A verbatim copy of the lines starting at the one with "of the orange" and ending at the last line below is required; include nothing else.

───

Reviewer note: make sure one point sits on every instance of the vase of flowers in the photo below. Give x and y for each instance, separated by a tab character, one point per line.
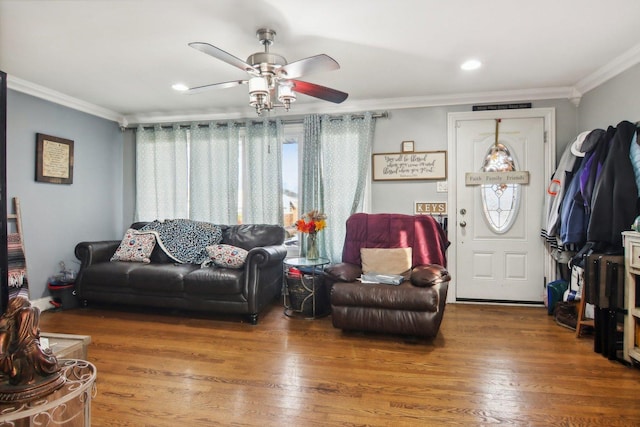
311	223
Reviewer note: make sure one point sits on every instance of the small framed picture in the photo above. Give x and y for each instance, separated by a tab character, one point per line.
54	159
407	146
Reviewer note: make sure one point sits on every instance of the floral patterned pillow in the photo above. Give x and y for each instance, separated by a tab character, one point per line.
227	256
135	247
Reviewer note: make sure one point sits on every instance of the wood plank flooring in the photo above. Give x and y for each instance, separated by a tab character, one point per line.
489	365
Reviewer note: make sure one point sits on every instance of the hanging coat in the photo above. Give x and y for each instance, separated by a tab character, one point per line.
614	202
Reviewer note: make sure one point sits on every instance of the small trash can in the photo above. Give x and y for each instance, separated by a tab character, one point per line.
63	295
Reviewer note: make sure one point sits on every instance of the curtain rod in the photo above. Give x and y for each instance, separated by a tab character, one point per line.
382	115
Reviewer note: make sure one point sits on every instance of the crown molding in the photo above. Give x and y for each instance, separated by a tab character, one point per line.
47	94
611	69
572	93
354	106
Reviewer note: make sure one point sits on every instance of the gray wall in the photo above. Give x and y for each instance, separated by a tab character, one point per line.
100	202
56	217
611	102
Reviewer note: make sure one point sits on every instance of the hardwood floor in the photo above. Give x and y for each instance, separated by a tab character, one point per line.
488	365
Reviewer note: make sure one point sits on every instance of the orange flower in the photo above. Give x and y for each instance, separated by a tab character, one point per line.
311	222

───

Answer box:
Reviewer note: make sure one point sits on every instance of the orange flower in the photo above. Give x and y for each instance, separated by a tab character, one point per line.
311	222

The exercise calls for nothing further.